Using the entries that follow, give the number of lines containing the string "towel". Write nothing besides that number.

Natural-language object grounding data
=======
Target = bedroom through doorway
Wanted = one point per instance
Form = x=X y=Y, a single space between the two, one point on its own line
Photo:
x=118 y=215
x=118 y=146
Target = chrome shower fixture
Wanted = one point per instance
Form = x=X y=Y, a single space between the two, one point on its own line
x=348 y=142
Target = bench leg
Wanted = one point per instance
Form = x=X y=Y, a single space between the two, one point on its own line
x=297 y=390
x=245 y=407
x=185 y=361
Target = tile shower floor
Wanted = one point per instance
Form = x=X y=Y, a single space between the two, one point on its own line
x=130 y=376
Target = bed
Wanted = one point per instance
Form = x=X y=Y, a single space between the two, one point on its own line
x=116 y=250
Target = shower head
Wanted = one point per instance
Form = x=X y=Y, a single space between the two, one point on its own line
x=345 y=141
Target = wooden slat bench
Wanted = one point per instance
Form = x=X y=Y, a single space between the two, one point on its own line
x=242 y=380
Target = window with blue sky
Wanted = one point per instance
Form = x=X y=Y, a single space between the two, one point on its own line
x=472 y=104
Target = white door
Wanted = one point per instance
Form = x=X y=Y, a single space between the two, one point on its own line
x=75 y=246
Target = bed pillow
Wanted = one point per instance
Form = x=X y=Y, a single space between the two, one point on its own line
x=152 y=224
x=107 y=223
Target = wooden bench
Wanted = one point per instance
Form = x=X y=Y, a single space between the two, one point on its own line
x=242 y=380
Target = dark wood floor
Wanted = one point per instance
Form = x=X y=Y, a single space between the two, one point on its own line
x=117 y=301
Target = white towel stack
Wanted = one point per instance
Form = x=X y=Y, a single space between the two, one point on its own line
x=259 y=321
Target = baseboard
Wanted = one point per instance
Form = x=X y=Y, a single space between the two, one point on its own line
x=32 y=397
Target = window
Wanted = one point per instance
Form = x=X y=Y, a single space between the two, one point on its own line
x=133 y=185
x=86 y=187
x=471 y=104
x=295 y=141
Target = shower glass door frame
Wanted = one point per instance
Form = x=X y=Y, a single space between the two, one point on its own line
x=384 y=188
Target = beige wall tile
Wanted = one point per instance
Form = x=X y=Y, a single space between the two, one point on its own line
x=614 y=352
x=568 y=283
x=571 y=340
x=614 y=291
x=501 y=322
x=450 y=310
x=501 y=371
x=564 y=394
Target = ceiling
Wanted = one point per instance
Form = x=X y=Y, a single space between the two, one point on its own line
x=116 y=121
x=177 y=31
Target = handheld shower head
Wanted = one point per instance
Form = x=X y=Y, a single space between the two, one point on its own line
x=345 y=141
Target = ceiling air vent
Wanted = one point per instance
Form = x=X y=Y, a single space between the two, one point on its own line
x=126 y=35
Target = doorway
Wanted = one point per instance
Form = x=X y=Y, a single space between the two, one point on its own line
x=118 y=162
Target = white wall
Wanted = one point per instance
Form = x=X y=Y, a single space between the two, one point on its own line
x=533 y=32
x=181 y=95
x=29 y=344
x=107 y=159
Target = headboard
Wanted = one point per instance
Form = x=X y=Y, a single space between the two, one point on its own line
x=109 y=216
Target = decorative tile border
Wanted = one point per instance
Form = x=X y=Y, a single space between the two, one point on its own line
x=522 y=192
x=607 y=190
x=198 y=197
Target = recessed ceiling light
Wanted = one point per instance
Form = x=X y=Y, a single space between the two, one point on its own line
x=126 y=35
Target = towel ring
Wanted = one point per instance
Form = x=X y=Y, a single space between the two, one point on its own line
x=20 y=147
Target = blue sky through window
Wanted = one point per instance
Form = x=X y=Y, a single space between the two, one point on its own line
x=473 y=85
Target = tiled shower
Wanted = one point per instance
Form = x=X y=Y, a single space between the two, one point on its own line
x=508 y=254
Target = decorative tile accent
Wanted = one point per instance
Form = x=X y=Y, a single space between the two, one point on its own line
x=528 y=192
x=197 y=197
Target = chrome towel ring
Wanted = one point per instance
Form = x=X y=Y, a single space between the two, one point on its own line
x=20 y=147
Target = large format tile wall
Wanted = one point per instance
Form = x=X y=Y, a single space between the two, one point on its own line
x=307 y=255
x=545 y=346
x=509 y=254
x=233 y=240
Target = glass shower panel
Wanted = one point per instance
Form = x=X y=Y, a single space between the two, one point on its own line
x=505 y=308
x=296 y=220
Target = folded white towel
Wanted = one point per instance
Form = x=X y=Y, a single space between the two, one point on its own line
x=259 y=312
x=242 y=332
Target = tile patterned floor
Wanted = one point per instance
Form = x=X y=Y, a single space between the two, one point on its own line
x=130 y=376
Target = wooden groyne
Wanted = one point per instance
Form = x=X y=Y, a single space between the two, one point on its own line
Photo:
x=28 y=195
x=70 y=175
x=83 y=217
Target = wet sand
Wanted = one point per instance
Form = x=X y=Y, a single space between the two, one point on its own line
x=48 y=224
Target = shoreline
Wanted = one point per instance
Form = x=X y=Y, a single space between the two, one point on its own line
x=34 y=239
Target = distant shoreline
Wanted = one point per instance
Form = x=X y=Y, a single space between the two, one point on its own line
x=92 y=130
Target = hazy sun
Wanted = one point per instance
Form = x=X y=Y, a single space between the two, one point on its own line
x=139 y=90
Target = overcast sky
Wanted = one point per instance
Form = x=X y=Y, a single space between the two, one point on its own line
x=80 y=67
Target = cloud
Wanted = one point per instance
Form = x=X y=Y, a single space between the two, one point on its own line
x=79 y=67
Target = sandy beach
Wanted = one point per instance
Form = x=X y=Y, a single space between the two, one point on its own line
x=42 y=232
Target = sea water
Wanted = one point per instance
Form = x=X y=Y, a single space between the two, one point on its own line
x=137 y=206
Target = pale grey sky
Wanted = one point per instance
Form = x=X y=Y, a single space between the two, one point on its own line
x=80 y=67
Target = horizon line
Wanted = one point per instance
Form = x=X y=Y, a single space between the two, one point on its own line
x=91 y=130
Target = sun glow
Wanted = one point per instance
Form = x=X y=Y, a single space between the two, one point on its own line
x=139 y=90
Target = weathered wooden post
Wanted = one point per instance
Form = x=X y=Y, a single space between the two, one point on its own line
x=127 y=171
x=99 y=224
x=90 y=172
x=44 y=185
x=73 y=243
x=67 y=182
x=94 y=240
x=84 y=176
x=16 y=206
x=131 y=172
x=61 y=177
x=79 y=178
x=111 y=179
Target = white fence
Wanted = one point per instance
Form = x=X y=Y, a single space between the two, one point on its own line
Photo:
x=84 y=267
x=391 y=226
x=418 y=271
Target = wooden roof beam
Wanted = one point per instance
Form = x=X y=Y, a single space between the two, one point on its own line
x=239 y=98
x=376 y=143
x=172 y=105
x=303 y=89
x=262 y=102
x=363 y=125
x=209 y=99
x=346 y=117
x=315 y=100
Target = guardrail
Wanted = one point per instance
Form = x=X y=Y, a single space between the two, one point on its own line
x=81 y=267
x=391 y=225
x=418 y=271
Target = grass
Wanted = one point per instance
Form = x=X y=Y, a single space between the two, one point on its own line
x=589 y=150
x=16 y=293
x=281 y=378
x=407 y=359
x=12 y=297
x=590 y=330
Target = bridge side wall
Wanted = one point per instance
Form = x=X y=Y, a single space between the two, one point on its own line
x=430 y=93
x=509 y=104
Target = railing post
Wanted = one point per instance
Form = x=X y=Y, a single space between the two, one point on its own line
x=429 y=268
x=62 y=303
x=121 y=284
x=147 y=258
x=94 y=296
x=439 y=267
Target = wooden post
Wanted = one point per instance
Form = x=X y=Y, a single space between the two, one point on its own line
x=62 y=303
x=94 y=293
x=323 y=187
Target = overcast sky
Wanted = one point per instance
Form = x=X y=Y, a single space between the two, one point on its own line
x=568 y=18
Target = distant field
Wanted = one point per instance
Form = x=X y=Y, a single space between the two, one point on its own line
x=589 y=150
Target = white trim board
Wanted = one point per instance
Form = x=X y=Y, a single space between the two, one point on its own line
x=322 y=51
=======
*YOUR SOLUTION*: 4